§ **EXERCISE DIRECTIONS**
All of the data is to be restated word for word.

§ **LISTED ENTRIES**
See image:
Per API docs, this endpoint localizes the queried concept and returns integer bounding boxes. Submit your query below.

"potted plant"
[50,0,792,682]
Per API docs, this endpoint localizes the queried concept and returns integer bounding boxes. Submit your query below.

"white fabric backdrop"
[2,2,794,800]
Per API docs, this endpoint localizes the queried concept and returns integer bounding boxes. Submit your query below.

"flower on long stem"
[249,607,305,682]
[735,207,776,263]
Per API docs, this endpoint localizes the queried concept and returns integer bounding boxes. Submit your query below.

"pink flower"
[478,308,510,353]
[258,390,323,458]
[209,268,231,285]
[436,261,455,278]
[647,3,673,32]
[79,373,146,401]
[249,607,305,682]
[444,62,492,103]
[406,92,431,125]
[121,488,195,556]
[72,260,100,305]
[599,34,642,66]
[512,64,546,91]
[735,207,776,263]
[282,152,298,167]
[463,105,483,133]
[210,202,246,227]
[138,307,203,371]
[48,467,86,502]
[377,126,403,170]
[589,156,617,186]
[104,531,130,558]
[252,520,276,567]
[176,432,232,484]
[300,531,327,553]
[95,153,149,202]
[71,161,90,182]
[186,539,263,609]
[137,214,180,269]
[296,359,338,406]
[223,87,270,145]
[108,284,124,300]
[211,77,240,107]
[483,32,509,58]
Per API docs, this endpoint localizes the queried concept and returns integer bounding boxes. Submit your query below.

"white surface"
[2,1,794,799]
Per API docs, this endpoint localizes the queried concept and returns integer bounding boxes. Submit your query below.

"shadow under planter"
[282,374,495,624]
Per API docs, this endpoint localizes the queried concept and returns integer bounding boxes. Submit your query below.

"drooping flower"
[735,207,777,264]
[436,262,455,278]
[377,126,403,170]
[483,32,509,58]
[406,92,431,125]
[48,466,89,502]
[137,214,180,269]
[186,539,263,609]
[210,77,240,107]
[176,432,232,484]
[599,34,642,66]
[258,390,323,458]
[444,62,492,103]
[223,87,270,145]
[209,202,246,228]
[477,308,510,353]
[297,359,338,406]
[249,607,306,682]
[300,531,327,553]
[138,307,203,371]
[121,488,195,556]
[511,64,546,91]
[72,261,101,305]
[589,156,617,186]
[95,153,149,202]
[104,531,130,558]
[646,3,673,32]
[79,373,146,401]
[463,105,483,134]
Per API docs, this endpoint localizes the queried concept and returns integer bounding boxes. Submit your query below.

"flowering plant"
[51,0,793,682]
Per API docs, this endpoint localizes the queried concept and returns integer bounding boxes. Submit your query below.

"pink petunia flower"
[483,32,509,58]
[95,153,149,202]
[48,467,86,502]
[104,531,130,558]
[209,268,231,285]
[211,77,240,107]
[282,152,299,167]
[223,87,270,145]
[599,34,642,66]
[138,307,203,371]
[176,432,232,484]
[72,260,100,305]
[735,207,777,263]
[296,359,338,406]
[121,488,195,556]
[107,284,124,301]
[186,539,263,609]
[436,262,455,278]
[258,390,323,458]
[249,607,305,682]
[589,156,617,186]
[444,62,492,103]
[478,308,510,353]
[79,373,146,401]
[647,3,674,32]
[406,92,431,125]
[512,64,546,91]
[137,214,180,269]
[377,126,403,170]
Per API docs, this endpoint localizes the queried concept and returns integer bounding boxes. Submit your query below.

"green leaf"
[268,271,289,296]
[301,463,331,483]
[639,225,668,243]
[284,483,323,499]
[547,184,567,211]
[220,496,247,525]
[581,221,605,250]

§ **WRITTEN SOLUTION**
See image:
Per API docs, this endpoint localizes the queried concept and returns integer bounding boxes. Submit your query below.

"potted plant"
[50,0,792,682]
Per API docs, this endpoint localizes the queried concept and returns integer bounding boxes. Submit your query below.

"white fabric backdrop"
[2,2,794,800]
Per API docs, this endpoint localizes the queried concept and returns integer bounding boxes. Submit your query below.

"flower on long stem"
[249,607,305,682]
[735,207,776,263]
Per API docs, this endpoint localizes the queried concept and returns integer bounding boxes. Submit your query below.

"pink flower"
[478,308,510,353]
[258,390,323,458]
[209,268,231,285]
[436,261,455,278]
[647,3,673,32]
[79,373,146,401]
[249,607,305,682]
[444,62,492,103]
[406,92,431,125]
[121,488,195,556]
[72,260,100,305]
[599,34,642,66]
[512,64,546,91]
[735,207,776,263]
[282,152,298,167]
[463,105,483,133]
[210,202,246,227]
[138,307,203,371]
[48,467,86,502]
[377,126,403,170]
[589,156,617,186]
[104,531,130,558]
[252,520,276,567]
[176,432,232,484]
[300,531,327,553]
[95,153,149,202]
[71,161,90,182]
[186,539,263,609]
[137,214,180,269]
[296,359,338,406]
[223,87,270,145]
[108,284,124,300]
[211,77,240,107]
[483,32,509,58]
Per API docs, this endpoint localizes the queried concept and returns integer bounding boxes. Submit your query below.

"white surface"
[2,1,794,799]
Per API docs, this endpoint localizes the queried concept and returns integer bounding boxes. Submit your query below.

"shadow under planter"
[282,374,495,624]
Per API docs, this endpoint localizes the queried concept and returns integer bounding boxes. Submit your query below.

"drooping flower"
[735,207,777,264]
[436,262,455,278]
[377,126,403,170]
[483,32,509,58]
[406,92,431,125]
[48,466,89,502]
[137,214,180,269]
[186,539,263,609]
[210,77,240,107]
[176,432,232,484]
[599,34,642,66]
[258,390,323,458]
[444,62,492,103]
[223,87,270,145]
[209,202,246,228]
[477,308,510,353]
[297,359,338,406]
[249,607,306,682]
[300,531,327,553]
[138,307,203,371]
[121,488,195,556]
[511,64,546,91]
[72,261,101,305]
[589,156,617,186]
[95,153,149,202]
[104,531,130,558]
[646,3,673,32]
[79,373,146,401]
[463,105,483,134]
Per API docs, this endpoint localizes the queried concept and returns integer bounding boxes. Submit your query below.

"flowering plant"
[51,0,793,682]
Per API docs, this endpoint localizes the queried concept and returns integer bounding boxes. Submit your query below.

"pink petunia flower"
[483,32,509,58]
[95,153,149,202]
[48,467,86,502]
[104,531,130,558]
[209,268,231,285]
[211,77,240,107]
[282,152,299,167]
[223,87,270,145]
[599,34,642,66]
[138,307,203,371]
[176,432,232,484]
[72,260,100,305]
[735,207,777,263]
[296,359,338,406]
[121,488,195,556]
[107,284,124,301]
[186,539,263,609]
[436,262,455,278]
[258,390,323,458]
[249,607,305,682]
[589,156,617,186]
[444,62,492,103]
[478,308,510,353]
[79,373,146,401]
[647,3,674,32]
[406,92,431,125]
[512,64,546,91]
[137,214,180,269]
[377,126,403,170]
Per API docs, this endpoint localizes the queried concept and returns integer bounding boxes. Submit your query below.

"green leaf"
[268,271,289,296]
[301,463,331,483]
[639,225,668,243]
[284,483,323,499]
[547,184,567,211]
[220,496,247,525]
[581,221,605,250]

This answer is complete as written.